*** Opening of Excerpted text ***
Alex Kentsis

is a cancer biologist and pediatric oncologist.


Read his academic papers on PubMed, Google Scholar, and arXiv, dissertation on ProQuest, and popular writings on Vector. In his free time, he likes to carry out elaborate experiments in the kitchen, with his kids serving as cooking research participants; some recipes on Vox Over.

Lauren Forbes

is a graduate student.


Lauren is a graduate student in the Sloan Kettering-Weill Cornell Pharmacology program. She received her B.S. and M.S. in Microbiology at the University of Rochester where her research was focused on antibiotic drug discovery. Her current research interests include cancer therapeutics and drug design.

Paolo Cifani

is a research fellow.


Paolo studied Biotechnology at Padua University in Italy and obtained his PhD from Lund University in Sweden, where he trained in high-resolution mass spectrometry proteomics. His research is mainly focused on applying innovative targeted approaches for functional quantitative proteomics to elucidate epigenetic drivers of cancer onset and progression. Towards this goal, he develops methods for improved mass spectrometric quantitation of peptides, and for the discovery of non-canonical protein isoforms and post-translational chemical modifications.
*** Close of Excerpted text ***
*** Opening of Data extracts ***
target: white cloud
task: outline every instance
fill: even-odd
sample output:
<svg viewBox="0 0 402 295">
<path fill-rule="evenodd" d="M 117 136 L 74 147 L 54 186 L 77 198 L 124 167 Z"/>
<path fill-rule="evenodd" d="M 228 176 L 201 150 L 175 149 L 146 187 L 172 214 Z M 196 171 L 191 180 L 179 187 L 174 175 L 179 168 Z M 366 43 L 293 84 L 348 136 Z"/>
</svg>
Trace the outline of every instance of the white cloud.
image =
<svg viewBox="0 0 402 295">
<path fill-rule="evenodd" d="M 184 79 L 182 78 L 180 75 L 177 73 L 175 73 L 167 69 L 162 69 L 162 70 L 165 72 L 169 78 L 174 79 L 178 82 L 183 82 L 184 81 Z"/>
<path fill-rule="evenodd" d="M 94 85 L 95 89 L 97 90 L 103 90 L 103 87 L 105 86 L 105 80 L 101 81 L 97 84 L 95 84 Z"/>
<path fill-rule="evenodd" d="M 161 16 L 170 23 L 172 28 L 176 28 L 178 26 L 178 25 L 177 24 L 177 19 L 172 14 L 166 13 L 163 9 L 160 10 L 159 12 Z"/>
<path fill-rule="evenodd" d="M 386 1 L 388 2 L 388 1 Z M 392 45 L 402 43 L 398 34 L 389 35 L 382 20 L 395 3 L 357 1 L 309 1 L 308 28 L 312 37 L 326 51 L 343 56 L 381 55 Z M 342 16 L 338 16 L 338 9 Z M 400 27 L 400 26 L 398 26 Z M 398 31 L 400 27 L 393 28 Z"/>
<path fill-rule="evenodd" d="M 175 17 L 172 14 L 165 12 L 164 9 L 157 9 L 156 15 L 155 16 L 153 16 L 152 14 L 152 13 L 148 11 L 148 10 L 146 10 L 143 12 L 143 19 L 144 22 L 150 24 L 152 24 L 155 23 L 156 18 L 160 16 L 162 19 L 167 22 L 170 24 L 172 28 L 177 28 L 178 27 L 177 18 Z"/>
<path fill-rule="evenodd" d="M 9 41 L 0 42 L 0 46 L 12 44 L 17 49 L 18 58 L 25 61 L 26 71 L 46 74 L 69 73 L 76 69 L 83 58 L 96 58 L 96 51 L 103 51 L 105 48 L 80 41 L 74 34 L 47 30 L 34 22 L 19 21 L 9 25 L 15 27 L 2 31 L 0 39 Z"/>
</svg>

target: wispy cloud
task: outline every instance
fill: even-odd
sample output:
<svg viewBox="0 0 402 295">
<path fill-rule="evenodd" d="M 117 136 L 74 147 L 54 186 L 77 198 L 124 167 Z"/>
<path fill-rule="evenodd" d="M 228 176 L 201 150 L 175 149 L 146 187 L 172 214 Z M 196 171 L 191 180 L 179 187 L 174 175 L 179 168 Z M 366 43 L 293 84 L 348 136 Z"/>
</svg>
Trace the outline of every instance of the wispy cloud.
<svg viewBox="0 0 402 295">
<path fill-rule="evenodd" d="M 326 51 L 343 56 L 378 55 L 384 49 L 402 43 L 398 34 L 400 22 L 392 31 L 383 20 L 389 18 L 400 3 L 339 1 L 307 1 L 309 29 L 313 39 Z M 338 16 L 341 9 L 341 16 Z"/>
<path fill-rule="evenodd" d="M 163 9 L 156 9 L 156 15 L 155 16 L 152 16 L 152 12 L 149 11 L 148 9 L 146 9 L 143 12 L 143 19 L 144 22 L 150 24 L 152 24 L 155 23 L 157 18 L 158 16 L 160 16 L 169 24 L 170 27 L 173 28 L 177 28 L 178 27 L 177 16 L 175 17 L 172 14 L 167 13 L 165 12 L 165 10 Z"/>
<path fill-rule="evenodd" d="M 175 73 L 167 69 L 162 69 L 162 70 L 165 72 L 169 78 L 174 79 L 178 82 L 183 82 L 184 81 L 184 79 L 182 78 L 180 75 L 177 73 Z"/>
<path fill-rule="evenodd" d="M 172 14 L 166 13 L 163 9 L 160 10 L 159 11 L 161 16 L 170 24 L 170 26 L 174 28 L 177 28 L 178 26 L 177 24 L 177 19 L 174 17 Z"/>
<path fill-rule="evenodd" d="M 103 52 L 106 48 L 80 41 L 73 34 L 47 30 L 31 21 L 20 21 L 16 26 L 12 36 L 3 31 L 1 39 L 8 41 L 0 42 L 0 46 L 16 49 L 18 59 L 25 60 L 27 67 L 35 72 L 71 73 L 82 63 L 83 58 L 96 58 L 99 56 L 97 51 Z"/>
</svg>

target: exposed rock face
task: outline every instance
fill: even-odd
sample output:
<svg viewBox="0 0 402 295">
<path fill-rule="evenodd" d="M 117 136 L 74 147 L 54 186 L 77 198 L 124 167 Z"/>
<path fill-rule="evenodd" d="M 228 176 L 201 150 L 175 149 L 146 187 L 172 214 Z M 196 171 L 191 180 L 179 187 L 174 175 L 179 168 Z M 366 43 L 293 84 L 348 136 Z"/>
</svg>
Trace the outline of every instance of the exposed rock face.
*** Close of Data extracts ***
[Aim of the task]:
In the researcher profiles, rewrite the paragraph beginning "Paolo studied Biotechnology" as a short bulleted list that keeps its main facts. The items are separate material, unrelated to the researcher profiles.

[Task output]:
- Studied Biotechnology at Padua University, Italy
- Earned a PhD at Lund University, Sweden, with training in high-resolution mass spectrometry proteomics
- Research focus: innovative targeted approaches for functional quantitative proteomics to uncover epigenetic drivers of cancer onset and progression
- Develops methods for better mass spectrometric quantitation of peptides
- Develops methods for discovering non-canonical protein isoforms and post-translational chemical modifications